▶ **Work to complete**
Please give the data again in full, exactly as provided.

[Point-per-instance localization data]

• • •

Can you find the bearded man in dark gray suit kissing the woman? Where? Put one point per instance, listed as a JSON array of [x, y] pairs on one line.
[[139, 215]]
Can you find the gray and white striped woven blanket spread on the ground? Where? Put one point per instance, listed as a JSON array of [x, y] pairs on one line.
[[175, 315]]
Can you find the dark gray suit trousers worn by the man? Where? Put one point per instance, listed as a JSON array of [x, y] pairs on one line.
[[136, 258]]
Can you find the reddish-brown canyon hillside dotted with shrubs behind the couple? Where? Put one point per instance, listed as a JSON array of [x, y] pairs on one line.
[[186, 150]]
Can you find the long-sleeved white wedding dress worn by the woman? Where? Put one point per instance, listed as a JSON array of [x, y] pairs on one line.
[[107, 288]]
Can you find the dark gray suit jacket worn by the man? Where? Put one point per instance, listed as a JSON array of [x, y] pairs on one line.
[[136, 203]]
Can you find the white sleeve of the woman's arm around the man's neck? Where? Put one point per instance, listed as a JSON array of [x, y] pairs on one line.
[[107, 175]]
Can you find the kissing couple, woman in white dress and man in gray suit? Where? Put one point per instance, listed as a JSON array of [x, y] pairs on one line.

• • •

▶ **Written response**
Can you find the bearded man in dark gray suit kissing the woman? Where? Put one point per instance, listed as a JSON array of [x, y] pairs on one line.
[[139, 215]]
Can you find the gray and white striped woven blanket spread on the ground? Where? Put one point per instance, listed as a JSON array of [x, y] pairs on one line.
[[175, 315]]
Can you find the dark gray suit trousers worn by the man? Where? Put one point per instance, listed as a JSON array of [x, y] pairs on one line.
[[136, 258]]
Can you find the reddish-brown canyon hillside dotted with shrubs behind the couple? Where? Put one point per instance, listed as a JSON array of [x, y] pairs on one line.
[[186, 150]]
Can you find the long-sleeved white wedding dress worn by the woman? Where? Put one point per instance, listed as a JSON array of [x, y] pairs on one line.
[[107, 288]]
Can you find the dark gray suit jacket worn by the man? Where? Put one point per instance, listed as a JSON array of [x, y] pairs on one line.
[[136, 203]]
Can you find the white sleeve of the woman's arm around the man's neck? Where? Put one point per instance, listed as a JSON array of [x, y] pairs on one line.
[[107, 175]]
Can you find the kissing couple, woman in white dress and man in gray suit? Where? Put one point per instance, listed as a JSON array of [x, y] pairs on one line.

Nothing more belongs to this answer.